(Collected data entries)
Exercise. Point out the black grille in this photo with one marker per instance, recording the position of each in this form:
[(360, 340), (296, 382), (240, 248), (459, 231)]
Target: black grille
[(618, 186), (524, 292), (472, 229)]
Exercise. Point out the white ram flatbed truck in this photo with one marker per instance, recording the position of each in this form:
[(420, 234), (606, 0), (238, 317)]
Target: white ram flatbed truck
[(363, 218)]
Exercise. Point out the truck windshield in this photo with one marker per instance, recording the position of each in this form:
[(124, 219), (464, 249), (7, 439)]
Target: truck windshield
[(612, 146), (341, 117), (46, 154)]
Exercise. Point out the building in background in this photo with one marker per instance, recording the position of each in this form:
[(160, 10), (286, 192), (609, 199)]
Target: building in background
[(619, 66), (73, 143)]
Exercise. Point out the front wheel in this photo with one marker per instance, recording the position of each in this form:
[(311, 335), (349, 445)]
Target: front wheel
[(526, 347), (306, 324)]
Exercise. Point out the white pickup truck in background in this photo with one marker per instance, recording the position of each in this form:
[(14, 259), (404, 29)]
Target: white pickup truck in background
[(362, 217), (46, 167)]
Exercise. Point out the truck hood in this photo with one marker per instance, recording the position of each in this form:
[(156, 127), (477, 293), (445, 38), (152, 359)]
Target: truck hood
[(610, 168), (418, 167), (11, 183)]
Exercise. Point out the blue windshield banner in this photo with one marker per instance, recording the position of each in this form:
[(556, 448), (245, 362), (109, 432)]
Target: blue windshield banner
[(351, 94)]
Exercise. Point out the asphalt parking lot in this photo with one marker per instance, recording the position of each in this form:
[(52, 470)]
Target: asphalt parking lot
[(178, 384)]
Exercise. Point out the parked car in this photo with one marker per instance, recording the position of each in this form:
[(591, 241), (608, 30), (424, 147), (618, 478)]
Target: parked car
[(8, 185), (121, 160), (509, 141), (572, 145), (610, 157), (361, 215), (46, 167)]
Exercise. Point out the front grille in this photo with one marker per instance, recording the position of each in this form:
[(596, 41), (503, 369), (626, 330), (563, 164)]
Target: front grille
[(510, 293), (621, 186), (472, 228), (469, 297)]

▶ Prompt
Working from the data above, extract solely the lines from the one containing "Target: asphalt parking lot" through the one containing "[(591, 241), (608, 30), (424, 147), (618, 478)]", exactly as they appear, both included.

▶ Task result
Target: asphalt parking lot
[(178, 384)]
Exercise. Point out the parked car in this photo with one marker per instance, recording the position of each in this form:
[(591, 241), (608, 30), (424, 147), (618, 478)]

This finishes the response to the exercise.